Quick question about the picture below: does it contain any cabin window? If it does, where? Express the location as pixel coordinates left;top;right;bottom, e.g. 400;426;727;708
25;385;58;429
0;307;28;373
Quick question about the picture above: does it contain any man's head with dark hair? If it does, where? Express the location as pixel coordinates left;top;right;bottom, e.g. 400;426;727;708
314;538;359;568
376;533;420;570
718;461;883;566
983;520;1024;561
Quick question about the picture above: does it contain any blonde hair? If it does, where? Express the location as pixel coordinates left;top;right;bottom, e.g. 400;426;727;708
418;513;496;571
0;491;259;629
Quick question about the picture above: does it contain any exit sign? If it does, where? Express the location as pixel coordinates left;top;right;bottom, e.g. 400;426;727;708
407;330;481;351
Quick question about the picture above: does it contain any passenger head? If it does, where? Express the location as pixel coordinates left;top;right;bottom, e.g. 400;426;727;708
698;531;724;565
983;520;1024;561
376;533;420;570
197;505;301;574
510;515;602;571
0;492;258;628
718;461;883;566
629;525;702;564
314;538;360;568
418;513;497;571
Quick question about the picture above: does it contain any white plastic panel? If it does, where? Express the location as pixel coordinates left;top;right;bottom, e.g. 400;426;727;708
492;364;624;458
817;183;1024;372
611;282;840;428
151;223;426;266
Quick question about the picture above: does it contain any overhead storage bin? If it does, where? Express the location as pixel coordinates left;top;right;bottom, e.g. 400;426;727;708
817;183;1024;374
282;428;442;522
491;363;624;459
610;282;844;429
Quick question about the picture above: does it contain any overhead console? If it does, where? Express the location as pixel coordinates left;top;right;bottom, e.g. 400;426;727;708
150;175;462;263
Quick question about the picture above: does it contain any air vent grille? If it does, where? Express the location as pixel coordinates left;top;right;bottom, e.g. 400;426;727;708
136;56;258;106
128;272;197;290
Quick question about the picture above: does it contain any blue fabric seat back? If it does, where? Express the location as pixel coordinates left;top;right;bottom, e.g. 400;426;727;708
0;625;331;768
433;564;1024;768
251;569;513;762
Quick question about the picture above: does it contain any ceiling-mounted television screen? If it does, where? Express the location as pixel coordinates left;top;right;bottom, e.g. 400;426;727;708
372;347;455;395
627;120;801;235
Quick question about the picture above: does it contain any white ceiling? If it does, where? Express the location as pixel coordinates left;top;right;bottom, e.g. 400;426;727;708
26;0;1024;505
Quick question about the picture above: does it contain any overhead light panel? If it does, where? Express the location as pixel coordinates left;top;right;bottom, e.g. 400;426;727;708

> [WHAT THE TASK ASKS]
Hand back the whole listing, exactly as it is.

> [RESULT]
Quick question about the picture below: does it contain any cabin window? If it does, where? Express the location as pixel coordinates left;top;right;bottom, e.g. 400;426;727;708
25;385;58;429
0;307;28;373
Quick question about the picture above: does it contain any man's head with dark hair? If it does, where? Express the location as pixel coordinates left;top;right;bottom, e.g. 400;426;727;708
314;538;359;568
376;533;420;570
718;461;883;566
983;520;1024;561
Quick question about the picture above: does it contain any blonde hair? If it does, where? Express the location as pixel coordinates left;top;right;bottom, e.g. 400;426;727;708
418;513;496;571
0;491;259;629
Quick question about the picture above: does it contain any exit sign? If it does, where? Express the location as pixel coordinates left;top;right;bottom, e.g. 400;426;727;708
407;330;481;351
Quick question about the picture above: does it contain any passenger head? If it does, where? Express the location as pixel coordinates left;top;right;bottom, e.g. 400;426;727;708
698;531;724;565
983;520;1024;561
376;533;420;570
197;505;301;574
510;515;602;571
0;492;258;628
718;461;883;566
629;525;702;564
314;538;360;568
418;513;497;571
Quick question about the picture above: does it contain any white plastic panel? If it does, where? Express the location as pixel coordinates left;top;right;bottom, e.g. 400;426;727;708
492;364;624;458
817;183;1024;372
611;282;840;428
151;223;426;266
Quick question about the picture above: does it contain any overhead storage bin? If it does, where? Express the location as pixel coordinates left;top;right;bottom, e.g. 400;426;727;708
817;183;1024;374
282;428;442;522
491;363;624;459
610;282;844;429
Quick question about the picture above: does it contain any overhead console? If it does, where? Express the location as pixel coordinates left;top;right;bottom, e.g. 400;426;727;708
150;175;462;263
Quick question about the picture above: does it contain any air vent grille? If it does, where? Express the location as pixel coordinates left;top;right;bottom, e.g. 400;426;727;708
136;56;258;106
128;272;197;290
Quick question about the picture above: does it contain any blue fabric seat back? If it does, where? Express the location as pixel coordinates left;top;right;bottom, e.g. 400;426;727;708
0;625;331;768
433;564;1024;768
251;569;513;762
Quick question about the picture above: does it contain any ceiling-mounted television screen? If it does, where? Express the location as pixel coordinates left;top;right;bottom, e.g. 400;426;727;708
372;347;455;395
627;120;801;235
Quick question about the picture above: does it contain any white ceiling? If it does, where? Express the location as pixel coordinates left;top;right;bottom, e.g. 400;426;727;708
26;0;1024;505
Quick question about the picture above: does it contain any overhead light panel? If it does, where? Express the location as pixel coordinates left;top;right;bottom, e.g. 400;426;727;708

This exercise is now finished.